#### Source material
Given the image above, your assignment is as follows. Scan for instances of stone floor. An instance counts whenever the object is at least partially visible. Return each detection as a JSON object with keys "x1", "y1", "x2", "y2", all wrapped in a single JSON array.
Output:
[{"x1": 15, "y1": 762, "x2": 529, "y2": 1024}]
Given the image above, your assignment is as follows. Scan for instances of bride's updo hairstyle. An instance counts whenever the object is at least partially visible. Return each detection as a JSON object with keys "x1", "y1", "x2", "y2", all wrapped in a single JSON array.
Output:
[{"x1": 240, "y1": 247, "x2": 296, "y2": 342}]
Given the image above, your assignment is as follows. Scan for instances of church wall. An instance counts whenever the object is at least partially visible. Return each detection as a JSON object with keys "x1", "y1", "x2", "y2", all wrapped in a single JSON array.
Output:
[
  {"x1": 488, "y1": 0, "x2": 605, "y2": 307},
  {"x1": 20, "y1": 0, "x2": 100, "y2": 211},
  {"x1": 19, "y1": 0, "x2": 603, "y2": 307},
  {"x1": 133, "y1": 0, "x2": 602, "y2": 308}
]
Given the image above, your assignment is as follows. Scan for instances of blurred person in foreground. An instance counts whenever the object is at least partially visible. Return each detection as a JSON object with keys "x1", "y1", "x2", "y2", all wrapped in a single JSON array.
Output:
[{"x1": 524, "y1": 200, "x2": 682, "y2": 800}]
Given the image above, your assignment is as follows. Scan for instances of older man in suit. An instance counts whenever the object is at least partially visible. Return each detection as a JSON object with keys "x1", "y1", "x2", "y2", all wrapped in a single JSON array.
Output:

#### Instructions for the task
Set down, unchanged, the line that contains "instances of older" together with every later line in the records, through the last one.

#### Response area
Given the image above, your assignment is as follows. Scan for instances of older man in suit. An instance counts whenever the object is at least partially visible. Return each detection as a JSON object with keys "x1", "y1", "x2", "y2", all wrapped in a single JSON array.
Output:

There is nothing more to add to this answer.